Questions à traiter:
- A) Répondez aux questions suivantes à partir de l'article sur l'empoisonnement d'Alexeï Navalny :
(i) Avec quelle organisation le gouvernement allemand prévoit-il de prendre contact ?
(ii) Dans quel hôpital berlinois Alexeï Navalny est-il soigné ?
(iii) Contre quel ex-espion l'agent de conception soviétique a-t-il été utilisé en 2018 ?
- B) Poursuivez l'article sur l'empoisonnement d'Alexeï Navalny à partir de sa dernière phrase.

Le gouvernement allemand prévoit aussi de « prendre contact avec l’Organisation pour l’interdiction des armes chimiques (OIAC) », les agents de type Novitchok étant interdits par cette organisation. « Nous espérons un rétablissement complet à M. Navalny », conclut-il.
Principal opposant au pouvoir du président Vladimir Poutine, auteur de publications dénonçant la corruption des élites russes qui sont abondamment partagées sur les réseaux sociaux, Alexeï Navalny a été transféré fin août de Sibérie à Berlin. Son état de santé a connu « certaines améliorations » avait indiqué le 28 août l’hôpital berlinois de La Charité.
Selon la porte-parole de M. Navalny, Kira Iarmyche, il n’y a « pas actuellement de grave menace pour sa vie ». « Néanmoins, les médecins se gardent toujours de tout pronostic ». L’hôpital a réaffirmé qu’il n’était pas possible à ce stade de déterminer si l’opposant russe garderait des séquelles à long terme « de ce lourd empoisonnement ».
Les autorités internationales demandent des comptes à la Russie sur le sort de Navanly
Du côté de la Maison Blanche, les autorités se disent « très troublées » par les résultats des examens effectués en Allemagne confirmant qu’Alexeï Navalny, farouche opposant à Vladimir Poutine, a été empoisonné en Russie. Même son de cloche du côté de Londres, qui appelle la Russie à « dire la vérité » sur le sort de l’opposant, jugeant « absolument inacceptable » l’usage d’une « arme chimique interdite ».
« Il s’agit d’un acte méprisable et lâche – encore une fois », a déclaré sur Twitter la présidente de la Commission européenne Ursula von der Leyen, en référence à l’usage de cet agent de conception soviétique contre l’ex-espion Sergueï Skripal en 2018 sur le sol britannique. « Les auteurs (de cet empoisonnement) devront être traduits en justice » a-t-elle réclamé.

(Entrées de données enregistrées)
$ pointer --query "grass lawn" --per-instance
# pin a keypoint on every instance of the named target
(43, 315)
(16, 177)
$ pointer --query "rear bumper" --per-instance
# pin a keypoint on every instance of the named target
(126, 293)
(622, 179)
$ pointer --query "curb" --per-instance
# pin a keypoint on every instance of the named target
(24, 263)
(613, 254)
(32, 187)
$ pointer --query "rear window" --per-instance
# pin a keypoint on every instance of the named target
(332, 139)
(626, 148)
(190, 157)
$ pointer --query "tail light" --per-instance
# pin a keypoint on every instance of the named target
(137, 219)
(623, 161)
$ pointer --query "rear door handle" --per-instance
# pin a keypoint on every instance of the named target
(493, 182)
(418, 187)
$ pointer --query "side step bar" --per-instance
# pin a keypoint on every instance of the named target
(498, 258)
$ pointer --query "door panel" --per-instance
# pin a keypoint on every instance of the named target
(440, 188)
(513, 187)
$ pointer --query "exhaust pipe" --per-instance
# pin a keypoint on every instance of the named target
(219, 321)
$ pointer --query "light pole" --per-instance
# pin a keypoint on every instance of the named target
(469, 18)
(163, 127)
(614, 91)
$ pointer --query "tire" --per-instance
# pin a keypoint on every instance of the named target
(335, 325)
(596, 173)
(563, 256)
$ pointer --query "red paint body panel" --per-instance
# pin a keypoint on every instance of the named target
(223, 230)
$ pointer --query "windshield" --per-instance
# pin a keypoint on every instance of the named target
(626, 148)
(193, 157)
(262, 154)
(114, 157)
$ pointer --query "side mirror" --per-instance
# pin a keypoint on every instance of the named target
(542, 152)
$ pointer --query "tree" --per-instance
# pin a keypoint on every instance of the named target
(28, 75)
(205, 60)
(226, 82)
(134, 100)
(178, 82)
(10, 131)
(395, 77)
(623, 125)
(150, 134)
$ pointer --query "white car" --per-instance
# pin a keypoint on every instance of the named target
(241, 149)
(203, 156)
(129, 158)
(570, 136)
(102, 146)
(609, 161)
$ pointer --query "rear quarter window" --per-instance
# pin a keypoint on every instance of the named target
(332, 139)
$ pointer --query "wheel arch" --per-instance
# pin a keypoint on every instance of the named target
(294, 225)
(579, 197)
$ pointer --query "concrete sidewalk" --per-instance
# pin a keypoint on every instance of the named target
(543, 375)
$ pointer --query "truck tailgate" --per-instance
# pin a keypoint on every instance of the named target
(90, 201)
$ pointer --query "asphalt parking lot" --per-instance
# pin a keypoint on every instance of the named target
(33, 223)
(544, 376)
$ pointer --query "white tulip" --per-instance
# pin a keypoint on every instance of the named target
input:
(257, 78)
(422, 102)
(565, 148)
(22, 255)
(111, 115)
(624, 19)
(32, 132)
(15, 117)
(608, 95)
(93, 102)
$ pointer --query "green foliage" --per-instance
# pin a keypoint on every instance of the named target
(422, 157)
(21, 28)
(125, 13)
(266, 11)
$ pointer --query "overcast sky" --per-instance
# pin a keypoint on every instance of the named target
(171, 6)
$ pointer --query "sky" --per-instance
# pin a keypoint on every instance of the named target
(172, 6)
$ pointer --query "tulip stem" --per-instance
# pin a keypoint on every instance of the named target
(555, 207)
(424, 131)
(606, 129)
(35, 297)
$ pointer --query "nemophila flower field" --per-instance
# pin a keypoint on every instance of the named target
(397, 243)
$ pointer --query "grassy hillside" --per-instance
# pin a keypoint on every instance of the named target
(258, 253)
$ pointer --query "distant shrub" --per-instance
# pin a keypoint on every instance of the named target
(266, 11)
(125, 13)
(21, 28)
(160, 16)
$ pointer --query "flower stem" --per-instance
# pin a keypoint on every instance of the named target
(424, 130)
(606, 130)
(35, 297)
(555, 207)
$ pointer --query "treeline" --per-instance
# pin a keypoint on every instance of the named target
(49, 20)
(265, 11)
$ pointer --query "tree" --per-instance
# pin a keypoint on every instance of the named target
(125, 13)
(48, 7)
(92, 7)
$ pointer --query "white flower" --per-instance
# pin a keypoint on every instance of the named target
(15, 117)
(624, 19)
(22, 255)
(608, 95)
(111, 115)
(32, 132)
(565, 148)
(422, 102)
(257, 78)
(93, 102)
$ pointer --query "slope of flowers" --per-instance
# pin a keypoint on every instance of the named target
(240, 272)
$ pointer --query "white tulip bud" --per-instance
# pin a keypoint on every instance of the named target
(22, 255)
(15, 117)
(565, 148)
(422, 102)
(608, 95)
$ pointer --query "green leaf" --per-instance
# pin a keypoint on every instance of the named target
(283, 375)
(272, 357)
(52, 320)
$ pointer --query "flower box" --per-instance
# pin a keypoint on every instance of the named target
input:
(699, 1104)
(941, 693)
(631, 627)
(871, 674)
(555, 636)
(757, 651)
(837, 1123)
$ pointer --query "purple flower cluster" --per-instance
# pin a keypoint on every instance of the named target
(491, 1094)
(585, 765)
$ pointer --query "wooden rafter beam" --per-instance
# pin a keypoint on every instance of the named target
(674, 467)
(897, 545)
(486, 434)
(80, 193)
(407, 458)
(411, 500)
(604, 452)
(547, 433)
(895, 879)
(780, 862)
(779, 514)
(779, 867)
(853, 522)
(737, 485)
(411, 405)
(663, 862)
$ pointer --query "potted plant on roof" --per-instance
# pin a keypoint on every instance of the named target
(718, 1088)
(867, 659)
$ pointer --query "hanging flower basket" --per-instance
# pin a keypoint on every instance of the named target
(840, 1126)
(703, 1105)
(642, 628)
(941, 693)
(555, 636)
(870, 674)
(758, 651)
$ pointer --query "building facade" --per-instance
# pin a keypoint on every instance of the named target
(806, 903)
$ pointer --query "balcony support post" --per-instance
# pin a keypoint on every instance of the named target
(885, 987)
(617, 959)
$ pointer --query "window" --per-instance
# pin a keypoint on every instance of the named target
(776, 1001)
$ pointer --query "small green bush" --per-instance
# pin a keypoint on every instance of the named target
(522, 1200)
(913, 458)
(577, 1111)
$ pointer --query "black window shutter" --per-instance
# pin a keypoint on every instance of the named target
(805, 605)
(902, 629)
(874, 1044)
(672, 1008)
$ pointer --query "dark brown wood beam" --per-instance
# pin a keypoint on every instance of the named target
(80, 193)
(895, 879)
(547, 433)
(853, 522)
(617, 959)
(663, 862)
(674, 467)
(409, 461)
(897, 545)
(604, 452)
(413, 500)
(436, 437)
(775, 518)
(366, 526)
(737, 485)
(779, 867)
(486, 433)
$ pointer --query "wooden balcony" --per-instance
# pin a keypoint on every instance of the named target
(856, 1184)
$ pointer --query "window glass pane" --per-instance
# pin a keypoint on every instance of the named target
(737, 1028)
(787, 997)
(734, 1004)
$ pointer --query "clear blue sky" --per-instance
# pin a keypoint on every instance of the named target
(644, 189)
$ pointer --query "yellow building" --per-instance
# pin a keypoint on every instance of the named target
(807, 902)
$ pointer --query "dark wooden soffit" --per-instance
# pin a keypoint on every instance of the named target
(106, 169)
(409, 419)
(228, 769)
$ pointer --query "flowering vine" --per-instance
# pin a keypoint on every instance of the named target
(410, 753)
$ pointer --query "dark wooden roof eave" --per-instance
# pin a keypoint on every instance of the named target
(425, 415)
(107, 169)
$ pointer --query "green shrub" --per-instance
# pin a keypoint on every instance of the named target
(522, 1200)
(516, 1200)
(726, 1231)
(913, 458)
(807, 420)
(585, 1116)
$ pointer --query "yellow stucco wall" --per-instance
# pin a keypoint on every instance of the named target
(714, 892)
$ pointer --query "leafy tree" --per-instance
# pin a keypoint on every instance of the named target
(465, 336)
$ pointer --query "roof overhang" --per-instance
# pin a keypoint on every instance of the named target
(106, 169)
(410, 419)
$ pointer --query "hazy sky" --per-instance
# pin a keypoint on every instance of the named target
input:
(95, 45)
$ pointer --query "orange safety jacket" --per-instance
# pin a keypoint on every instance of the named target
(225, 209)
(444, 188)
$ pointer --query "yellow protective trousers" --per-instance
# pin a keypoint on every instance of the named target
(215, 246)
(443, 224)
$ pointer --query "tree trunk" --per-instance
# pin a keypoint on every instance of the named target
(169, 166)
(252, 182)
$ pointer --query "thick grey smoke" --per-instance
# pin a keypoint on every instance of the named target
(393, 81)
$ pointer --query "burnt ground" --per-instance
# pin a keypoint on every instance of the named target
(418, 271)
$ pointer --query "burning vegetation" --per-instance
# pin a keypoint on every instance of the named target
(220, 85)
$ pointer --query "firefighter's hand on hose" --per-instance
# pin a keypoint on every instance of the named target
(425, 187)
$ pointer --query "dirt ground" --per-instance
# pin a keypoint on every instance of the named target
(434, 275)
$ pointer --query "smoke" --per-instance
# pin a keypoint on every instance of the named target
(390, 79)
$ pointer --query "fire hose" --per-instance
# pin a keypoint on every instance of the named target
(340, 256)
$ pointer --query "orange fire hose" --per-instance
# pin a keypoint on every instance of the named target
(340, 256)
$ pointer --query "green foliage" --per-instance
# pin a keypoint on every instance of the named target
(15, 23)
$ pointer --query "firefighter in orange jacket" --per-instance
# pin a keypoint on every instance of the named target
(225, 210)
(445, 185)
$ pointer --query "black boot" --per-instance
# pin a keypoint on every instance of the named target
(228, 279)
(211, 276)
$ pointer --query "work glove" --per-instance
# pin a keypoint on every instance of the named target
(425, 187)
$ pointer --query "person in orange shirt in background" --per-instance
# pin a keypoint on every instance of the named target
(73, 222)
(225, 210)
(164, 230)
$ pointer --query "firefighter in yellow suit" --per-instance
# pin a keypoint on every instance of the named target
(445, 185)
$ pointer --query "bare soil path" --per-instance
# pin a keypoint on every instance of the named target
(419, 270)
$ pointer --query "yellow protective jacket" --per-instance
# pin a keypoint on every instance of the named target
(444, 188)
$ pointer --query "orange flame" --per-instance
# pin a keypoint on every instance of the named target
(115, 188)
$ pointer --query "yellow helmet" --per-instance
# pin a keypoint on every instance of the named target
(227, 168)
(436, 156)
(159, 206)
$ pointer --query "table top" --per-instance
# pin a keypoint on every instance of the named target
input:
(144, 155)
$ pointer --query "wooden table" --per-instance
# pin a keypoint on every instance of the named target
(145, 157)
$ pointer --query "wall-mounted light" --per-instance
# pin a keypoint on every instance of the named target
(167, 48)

Réponses aux questions:
- A)
(i) L'Organisation pour l'interdiction des armes chimiques (OIAC).
(ii) L'hôpital de La Charité.
(iii) Sergueï Skripal.

- B)
Pour sa part, Washington, a indiqué que « les Etats-Unis étaient très troublés par les résultats annoncés aujourd’hui. L’empoisonnement d’Alexeï Navalny est un acte absolument condamnable », selon le Conseil de sécurité nationale de la Maison Blanche. « La Russie a déjà utilisé par le passé l’agent neurotoxique Novitchok », souligne-t-il, précisant que Washington allait travailler avec ses alliés « pour que les responsables en Russie rendent des comptes ». « Les Russes ont le droit d’exprimer leurs opinions de manière pacifique sans crainte de représailles, quelles qu’elles soient, et certainement pas des agents chimiques », ajoute le texte.
« Le gouvernement allemand a annoncé qu’Alexeï Navalny avait été victime d’une attaque avec un agent neurotoxique de type Novitchok. C’est choquant, et je condamne ceci sans appel », a, pour sa part, indiqué le chef de l’Otan, Jens Stoltenborg, demandant également à la Russie l’ouverture d’une enquête.
Londres, qui a été secoué par l’affaire Skripal, rappelle qu' »il est absolument inacceptable que cette arme chimique interdite ait été utilisée une nouvelle fois. »
« La violence vise une fois de plus une figure de l’opposition russe », a déclaré le chef de la diplomatie britannique Dominic Raab dans un communiqué. « Le gouvernement russe (…) doit dire la vérité sur ce qui est arrivé à M. Navalny », a-t-il ajouté, promettant de « travailler étroitement avec l’Allemagne, nos alliés et partenaires internationaux pour démontrer que l’usage d’armes chimiques interdites, où que ce soit dans le monde, entraîne des conséquences ».
Le Novitchok, puissant agent innervant de conception soviétique, avait été utilisé contre l’ex-agent double Sergueï Skripal en 2018 sur le sol britannique.
Pour rappel, le 4 mars 2018, Sergueï Skripal et sa fille Ioulia avaient été retrouvés inconscients sur un banc à Salisbury (sud de l’Angleterre) et hospitalisés dans un état grave. Ils ont survécu et vivent désormais cachés sous protection, mais leur empoisonnement a fait une victime collatérale: une femme décédée après s’être aspergée de ce qu’elle pensait être un parfum, et qui était en fait du Novitchok, contenu dans un flacon ramassé par son compagnon. L’affaire avait provoqué des expulsions réciproques de diplomates sans précédent depuis la fin de la Guerre froide entre la Russie et les Occidentaux. Une affaire qui fait écho au cas de l’opposant Alexei Navalny.